リースバックとオーバーローンについての文章から、「足りない分の資金を調達する」と「ために任意売却が行われます。」の間を、両端の語句も含めて一字も変えずに書き写してください。

▶ **文書の一部**
---------------

リースバックは融資ではなく売却になるので、借り入れの時のような審査はありません。住宅ローンが残っていても利用できるという点もありがたいポイントです。しかし、気になるのが「オーバーローン」でも利用できるのか、ということ。資産価値がローン残高を上回ってしまうオーバーローンの状態でも、リースバックは利用できるのでしょうか。
オーバーローンだとリースバックの利用は難しい
住宅ローンの状態には「オーバーローン」と「アンダーローン」の2種類があります。売却したい家の資産価値が、ローン残高を上回っている「アンダーローン」であれば、リースバックを利用できます。しかし、資産価値よりローン残高の方が大きい「オーバーローン」の状態だと、リースバックができないケースも多いです。
オーバーローンでのリースバックが難しい理由
オーバーローンでのリースバックが難しい理由は、「オーバーローン状態の不動産は売ることができないから」。売却できないので、本来はリースバックが不可能なのです。もうひとつの理由は「家賃を支払えない可能性があるから」。オーバーローンになってしまう原因の一つに、住宅ローンの滞納が挙げられます。ローンを滞納した経験のある債務者はリースバック後の家賃も滞納されるかも、という考えから、リースバックを断る不動産業者もいるのです。
オーバーローンでリースバックを利用する方法
上記の2つの理由からオーバーローン状態でのリースバックは難しく、リースバック業者に断られてしまうことが多いです。しかし、オーバーローンでもリースバックを利用できるケースもあります。オーバーローンでリースバックを利用する2つの方法について解説します。
足りない分の資金を調達する
オーバーローン状態でリースバックを利用できないのは、不動産の売却価格よりローン残高の方が大きいからです。つまり、売却価格とローン残高の差額を他の方法で調達できれば、リースバックが利用できます。とはいえ不足分の資金を自分で調達するのは簡単ではありません。そのため次に紹介する方法が一般的に利用されています。
任意売却を行う
もうひとつは、任意売却を行ってからリースバックを利用するという方法です。任意売却は住宅ローンが残っている不動産を、住宅ローンを借りている金融機関の了承のもとで売却させてもらうこと。住宅ローンの滞納が続いた不動産は競売にかけられて高い金額で売却できなくなってしまうので、それを防ぐために任意売却が行われます。
リースバックのメリット
一般的な売却と比べて、リースバックには多くのメリットがあります。一番のメリットは「同じ家に住み続けられること」。引っ越しをしなくて良いのは金銭的にもかなり助かりますよね。また、不動産会社と直接やりとりをするので、家を売ろうとしていることが知り合いや近所にばれません。他にもたくさんのメリットがあるので、詳しく解説していきます。

---------------

▶ **データ抜粋**
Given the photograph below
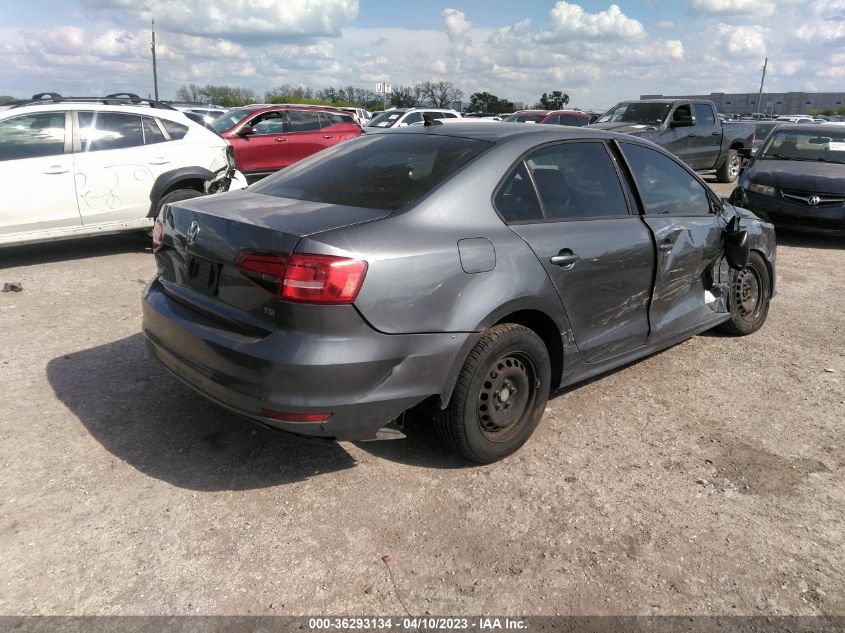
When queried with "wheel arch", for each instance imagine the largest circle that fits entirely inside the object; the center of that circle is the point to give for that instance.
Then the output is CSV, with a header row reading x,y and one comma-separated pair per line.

---------------

▶ **解答**
足りない分の資金を調達する
オーバーローン状態でリースバックを利用できないのは、不動産の売却価格よりローン残高の方が大きいからです。つまり、売却価格とローン残高の差額を他の方法で調達できれば、リースバックが利用できます。とはいえ不足分の資金を自分で調達するのは簡単ではありません。そのため次に紹介する方法が一般的に利用されています。
任意売却を行う
もうひとつは、任意売却を行ってからリースバックを利用するという方法です。任意売却は住宅ローンが残っている不動産を、住宅ローンを借りている金融機関の了承のもとで売却させてもらうこと。住宅ローンの滞納が続いた不動産は競売にかけられて高い金額で売却できなくなってしまうので、それを防ぐために任意売却が行われます。